§ **SET OF TASKS**:
**1.** Name every kind of cause that the passage on the multiverse attributes to God.
**2.** In the passage on the multiverse, repeat word for word everything from "The multiverse is hot" down to "design for life.".

------ TEXT SEGMENT

The multiverse is hot right now, pop-culturally and scientifically. It’s big in comic books, comic book movies, Star Trek, indie films like Everything Everywhere All At Once, and more. It’s also increasingly a feature of popular physical and cosmological theories about the universe: as a means to explain, among other things, the universe’s biophoric aptitude. In its long history, the multiverse is often adduced as an alternative to God: a plurality of universes, on this view, avoids the need to invoke a Creator to explain the universe’s seeming design for life.
I take a somewhat different view. I find myself compelled by the idea of the multiverse, and I find myself compelled by it because of the sort of God I believe in.
Philosophically, “God” names for me a reality that is simple, infinite, purely actual, absolute Unity, Goodness, Truth, and Beauty, generative, generated from itself, and processual from itself, through itself, back to itself, the Source and Summit of all created reality, from which all things proceed and to which all things return. One could call this “classical theism,” at least insofar as it assigns to God the role of the formal and final cause of the universe. But there is also room within this perspective for a process theism, insofar as God is the material and efficient cause of the universe, too: God empties God’s self, withdraws God’s self, so that the universe may come to be from the nothingness to which God reduces God’s self, such that the creation of the universe is also the theogony of God in and as the world. Or, as my friend Jordan Wood would put it, creation is incarnation: God’s act of creating the universe and of becoming incarnate in Jesus of Nazareth and of deifying the universe are all one, continuous activity.

------------
------ RECORDS PROVIDED

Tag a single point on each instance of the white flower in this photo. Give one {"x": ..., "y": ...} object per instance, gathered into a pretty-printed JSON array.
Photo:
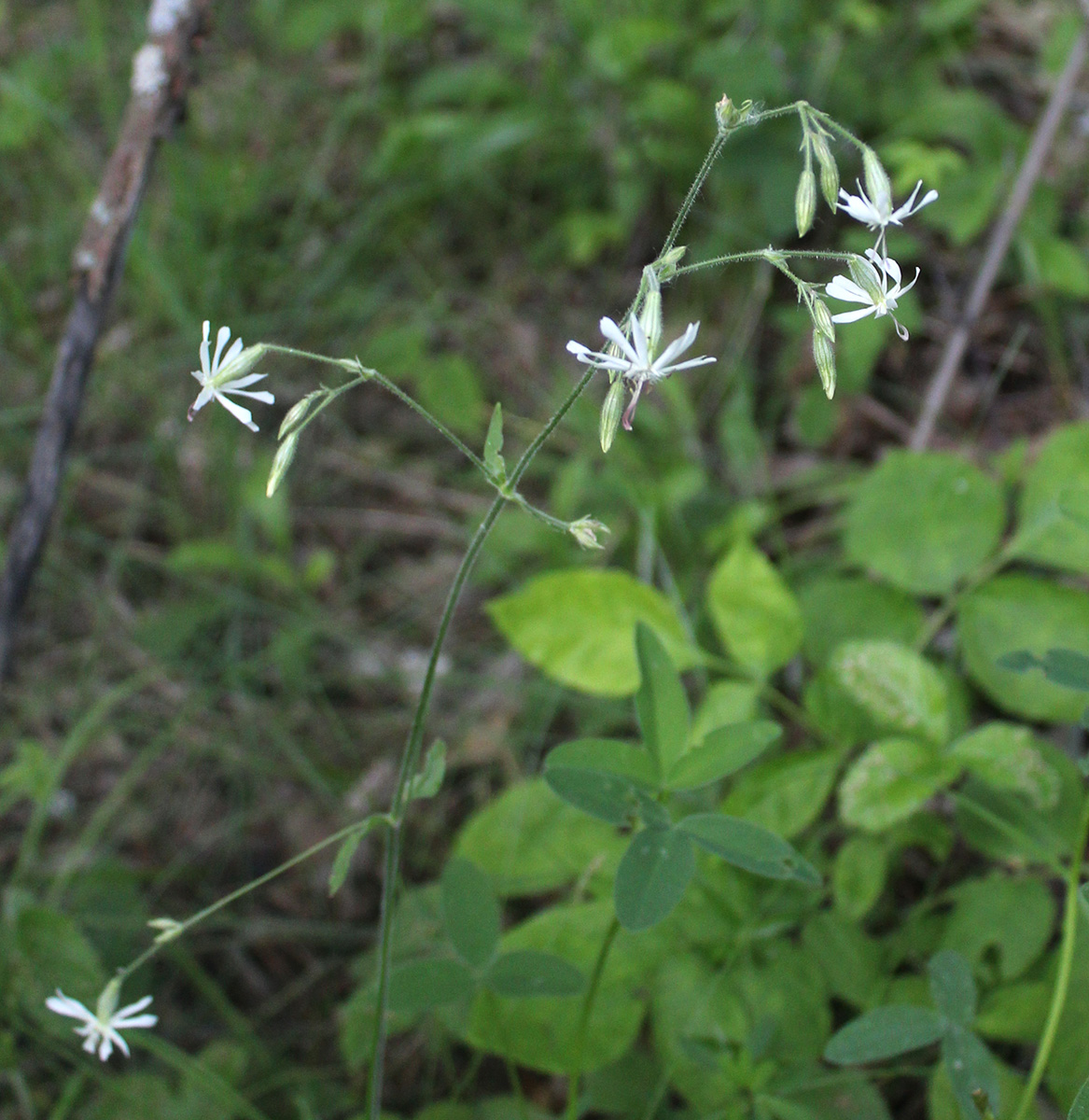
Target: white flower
[
  {"x": 878, "y": 214},
  {"x": 100, "y": 1029},
  {"x": 871, "y": 288},
  {"x": 229, "y": 375},
  {"x": 635, "y": 362}
]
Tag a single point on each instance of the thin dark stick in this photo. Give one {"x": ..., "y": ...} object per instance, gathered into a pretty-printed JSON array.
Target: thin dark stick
[
  {"x": 954, "y": 352},
  {"x": 161, "y": 77}
]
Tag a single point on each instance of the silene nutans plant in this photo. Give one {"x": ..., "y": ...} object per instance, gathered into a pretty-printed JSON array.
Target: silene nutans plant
[{"x": 687, "y": 911}]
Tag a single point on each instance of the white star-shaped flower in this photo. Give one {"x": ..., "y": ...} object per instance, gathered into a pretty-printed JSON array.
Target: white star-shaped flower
[
  {"x": 878, "y": 213},
  {"x": 871, "y": 288},
  {"x": 229, "y": 375},
  {"x": 101, "y": 1029},
  {"x": 635, "y": 362}
]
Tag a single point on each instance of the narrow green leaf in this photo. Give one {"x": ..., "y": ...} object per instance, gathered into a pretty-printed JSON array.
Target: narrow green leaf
[
  {"x": 528, "y": 973},
  {"x": 722, "y": 751},
  {"x": 883, "y": 1033},
  {"x": 652, "y": 876},
  {"x": 953, "y": 987},
  {"x": 493, "y": 443},
  {"x": 419, "y": 986},
  {"x": 660, "y": 703},
  {"x": 607, "y": 796},
  {"x": 429, "y": 779},
  {"x": 749, "y": 847},
  {"x": 342, "y": 860},
  {"x": 1080, "y": 1108},
  {"x": 970, "y": 1069},
  {"x": 470, "y": 912}
]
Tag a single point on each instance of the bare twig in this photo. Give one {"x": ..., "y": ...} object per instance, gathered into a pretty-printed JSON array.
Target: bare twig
[
  {"x": 954, "y": 352},
  {"x": 161, "y": 77}
]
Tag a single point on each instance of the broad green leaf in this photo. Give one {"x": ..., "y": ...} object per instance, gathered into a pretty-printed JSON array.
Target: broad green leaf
[
  {"x": 419, "y": 986},
  {"x": 607, "y": 796},
  {"x": 721, "y": 753},
  {"x": 660, "y": 703},
  {"x": 898, "y": 688},
  {"x": 1080, "y": 1108},
  {"x": 786, "y": 794},
  {"x": 608, "y": 756},
  {"x": 725, "y": 703},
  {"x": 1004, "y": 756},
  {"x": 925, "y": 521},
  {"x": 1045, "y": 533},
  {"x": 748, "y": 846},
  {"x": 470, "y": 912},
  {"x": 754, "y": 611},
  {"x": 844, "y": 609},
  {"x": 541, "y": 1033},
  {"x": 891, "y": 779},
  {"x": 1012, "y": 613},
  {"x": 884, "y": 1033},
  {"x": 342, "y": 862},
  {"x": 859, "y": 875},
  {"x": 652, "y": 876},
  {"x": 529, "y": 843},
  {"x": 1000, "y": 922},
  {"x": 429, "y": 779},
  {"x": 579, "y": 627},
  {"x": 953, "y": 987},
  {"x": 493, "y": 445},
  {"x": 529, "y": 973},
  {"x": 970, "y": 1068}
]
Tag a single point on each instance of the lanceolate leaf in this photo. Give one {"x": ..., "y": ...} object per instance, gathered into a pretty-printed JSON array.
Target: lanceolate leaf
[
  {"x": 661, "y": 704},
  {"x": 652, "y": 876},
  {"x": 884, "y": 1033},
  {"x": 748, "y": 846}
]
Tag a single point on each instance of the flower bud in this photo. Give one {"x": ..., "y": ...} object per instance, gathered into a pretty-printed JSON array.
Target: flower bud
[
  {"x": 585, "y": 531},
  {"x": 284, "y": 456},
  {"x": 822, "y": 319},
  {"x": 825, "y": 357},
  {"x": 297, "y": 413},
  {"x": 830, "y": 173},
  {"x": 877, "y": 185},
  {"x": 805, "y": 202},
  {"x": 610, "y": 413}
]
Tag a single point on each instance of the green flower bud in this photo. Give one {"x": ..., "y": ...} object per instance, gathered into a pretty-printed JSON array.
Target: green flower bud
[
  {"x": 830, "y": 173},
  {"x": 284, "y": 456},
  {"x": 805, "y": 202},
  {"x": 610, "y": 413},
  {"x": 877, "y": 185},
  {"x": 825, "y": 357}
]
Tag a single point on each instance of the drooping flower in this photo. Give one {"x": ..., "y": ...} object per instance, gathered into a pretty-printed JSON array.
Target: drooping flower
[
  {"x": 229, "y": 374},
  {"x": 635, "y": 363},
  {"x": 877, "y": 213},
  {"x": 871, "y": 288},
  {"x": 101, "y": 1028}
]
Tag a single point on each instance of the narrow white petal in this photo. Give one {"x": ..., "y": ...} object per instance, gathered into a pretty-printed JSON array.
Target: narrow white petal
[
  {"x": 240, "y": 413},
  {"x": 854, "y": 316},
  {"x": 219, "y": 343},
  {"x": 614, "y": 334}
]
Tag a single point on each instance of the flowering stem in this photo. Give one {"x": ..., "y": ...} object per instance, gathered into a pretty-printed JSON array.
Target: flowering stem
[{"x": 1066, "y": 967}]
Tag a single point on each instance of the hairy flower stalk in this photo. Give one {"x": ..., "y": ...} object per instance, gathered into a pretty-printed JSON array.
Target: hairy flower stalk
[{"x": 635, "y": 363}]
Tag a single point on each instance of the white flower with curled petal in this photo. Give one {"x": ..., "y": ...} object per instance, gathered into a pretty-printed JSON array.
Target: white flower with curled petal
[
  {"x": 635, "y": 363},
  {"x": 871, "y": 288},
  {"x": 878, "y": 213},
  {"x": 229, "y": 373},
  {"x": 101, "y": 1029}
]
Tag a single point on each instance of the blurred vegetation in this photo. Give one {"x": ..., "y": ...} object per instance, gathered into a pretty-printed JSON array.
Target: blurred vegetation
[{"x": 208, "y": 681}]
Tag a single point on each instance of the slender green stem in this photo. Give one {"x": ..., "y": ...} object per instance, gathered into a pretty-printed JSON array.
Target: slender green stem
[
  {"x": 582, "y": 1029},
  {"x": 1066, "y": 967},
  {"x": 182, "y": 928}
]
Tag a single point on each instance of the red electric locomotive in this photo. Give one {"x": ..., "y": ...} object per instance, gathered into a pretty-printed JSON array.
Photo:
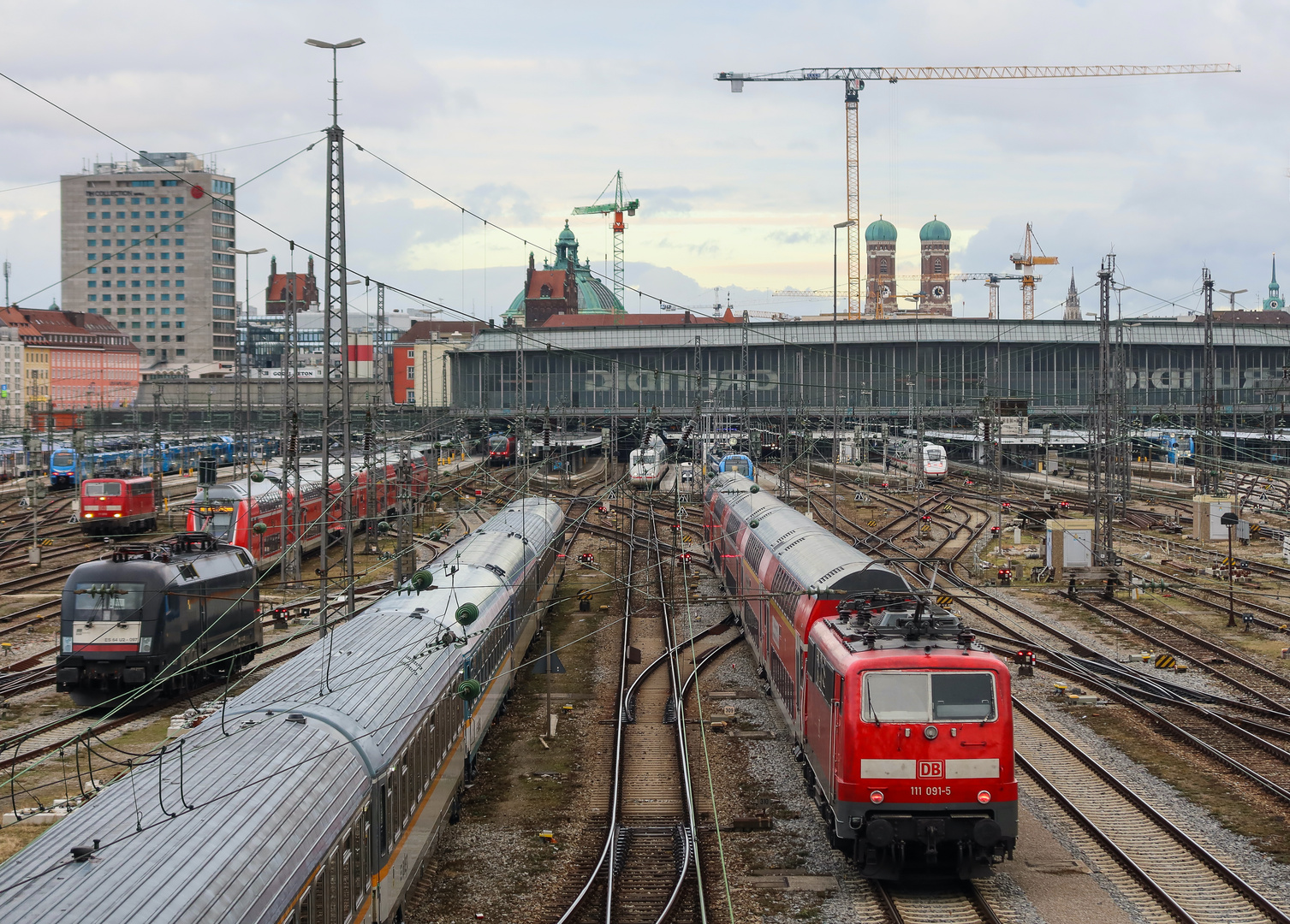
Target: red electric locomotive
[
  {"x": 254, "y": 521},
  {"x": 903, "y": 722},
  {"x": 112, "y": 506}
]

------------

§ **ANSWERS TO THE EXERCISE**:
**1.** Formal, final, material, efficient

**2.**
The multiverse is hot right now, pop-culturally and scientifically. It’s big in comic books, comic book movies, Star Trek, indie films like Everything Everywhere All At Once, and more. It’s also increasingly a feature of popular physical and cosmological theories about the universe: as a means to explain, among other things, the universe’s biophoric aptitude. In its long history, the multiverse is often adduced as an alternative to God: a plurality of universes, on this view, avoids the need to invoke a Creator to explain the universe’s seeming design for life.